Потекла трудная голодная жизнь под охраной часовых. В дни, когда поутихала метель, ребятишки выбегали на тротуар. Двести шагов! Сколько раз отсчитывали мы их с Раей Ветровой. Ей тогда было одиннадцать лет. Она кончила только четыре класса. Однажды я рассказала ей о Марсе. Она спросила, глядя на звездное небо:
— Где он?
Я указала на красную планету.
— О! — протянула Рая, взглянув на меня с уважением.
Когда я вспоминаю ее и тех ребятишек, которых научила читать и писать за проволокой лагеря, мне думается, что и я, хоть немного, но что-то успела сделать. Мы должны были оставаться людьми! Мыслить, узнавать новое. Жить, а не существовать! Назло врагам!
Зимой выгоняли нас на очистку дорог. В первую же зиму прошел слух, что немцы приказали держать дороги наготове для ожидавшегося ими уже тогда отступления. (Можно представить, с какой добросовестностью раскидывали снег наши деревянные лопаты!)

(Фрагменты набора данных с разметкой местоположений)
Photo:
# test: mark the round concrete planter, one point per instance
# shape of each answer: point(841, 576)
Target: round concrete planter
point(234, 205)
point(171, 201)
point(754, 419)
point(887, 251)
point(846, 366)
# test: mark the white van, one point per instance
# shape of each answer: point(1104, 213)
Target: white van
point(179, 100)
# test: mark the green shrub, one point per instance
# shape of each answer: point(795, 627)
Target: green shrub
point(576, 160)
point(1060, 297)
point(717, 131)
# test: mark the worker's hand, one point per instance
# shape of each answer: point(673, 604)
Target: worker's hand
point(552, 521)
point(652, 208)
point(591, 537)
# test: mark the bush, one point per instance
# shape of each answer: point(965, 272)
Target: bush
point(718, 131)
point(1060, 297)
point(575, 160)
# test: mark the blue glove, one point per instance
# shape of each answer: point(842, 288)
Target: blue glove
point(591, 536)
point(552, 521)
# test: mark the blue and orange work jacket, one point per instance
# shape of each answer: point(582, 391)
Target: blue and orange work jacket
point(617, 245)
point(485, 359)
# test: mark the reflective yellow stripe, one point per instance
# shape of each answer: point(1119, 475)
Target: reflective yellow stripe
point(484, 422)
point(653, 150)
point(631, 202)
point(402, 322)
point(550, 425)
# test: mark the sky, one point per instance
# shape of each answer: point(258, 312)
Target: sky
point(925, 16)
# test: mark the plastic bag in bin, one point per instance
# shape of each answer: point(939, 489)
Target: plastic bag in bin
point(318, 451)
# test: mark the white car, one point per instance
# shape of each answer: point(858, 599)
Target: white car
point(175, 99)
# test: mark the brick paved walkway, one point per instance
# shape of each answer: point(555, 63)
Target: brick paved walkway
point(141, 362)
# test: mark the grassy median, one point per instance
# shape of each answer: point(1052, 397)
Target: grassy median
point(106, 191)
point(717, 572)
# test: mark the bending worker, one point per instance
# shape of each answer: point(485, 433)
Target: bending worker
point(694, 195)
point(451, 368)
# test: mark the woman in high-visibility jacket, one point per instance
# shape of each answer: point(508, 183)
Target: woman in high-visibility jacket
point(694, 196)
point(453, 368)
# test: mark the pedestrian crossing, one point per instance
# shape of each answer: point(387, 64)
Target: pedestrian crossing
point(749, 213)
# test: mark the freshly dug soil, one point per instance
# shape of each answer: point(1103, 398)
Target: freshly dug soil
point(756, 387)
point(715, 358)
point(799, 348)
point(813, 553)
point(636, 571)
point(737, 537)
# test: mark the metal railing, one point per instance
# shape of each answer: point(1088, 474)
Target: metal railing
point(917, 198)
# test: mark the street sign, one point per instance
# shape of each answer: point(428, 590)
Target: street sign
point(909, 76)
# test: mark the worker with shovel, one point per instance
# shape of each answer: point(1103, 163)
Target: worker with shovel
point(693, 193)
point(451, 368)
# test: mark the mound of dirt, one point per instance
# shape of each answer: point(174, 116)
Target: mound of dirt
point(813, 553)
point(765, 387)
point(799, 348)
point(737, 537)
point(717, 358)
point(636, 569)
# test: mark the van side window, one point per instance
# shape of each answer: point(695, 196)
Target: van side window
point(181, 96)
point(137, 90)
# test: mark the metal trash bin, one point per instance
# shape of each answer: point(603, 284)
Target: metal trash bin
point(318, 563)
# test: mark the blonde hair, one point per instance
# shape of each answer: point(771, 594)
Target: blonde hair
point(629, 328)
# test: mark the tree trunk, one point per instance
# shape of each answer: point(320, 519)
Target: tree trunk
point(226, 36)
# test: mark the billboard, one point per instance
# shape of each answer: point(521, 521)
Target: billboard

ЧТО НУЖНО СДЕЛАТЬ >>
(a) Верните фрагмент текста о жизни в лагере, начиная со слов «Я указала на» и заканчивая словами «существовать! Назло врагам!».
(b) Сколько классов окончила Рая Ветрова, согласно тексту о жизни в лагере?

ОТВЕТЫ К УПРАЖНЕНИЮ >>
(a)
Я указала на красную планету.
— О! — протянула Рая, взглянув на меня с уважением.
Когда я вспоминаю ее и тех ребятишек, которых научила читать и писать за проволокой лагеря, мне думается, что и я, хоть немного, но что-то успела сделать. Мы должны были оставаться людьми! Мыслить, узнавать новое. Жить, а не существовать! Назло врагам!

(b) Рая Ветрова окончила только четыре класса.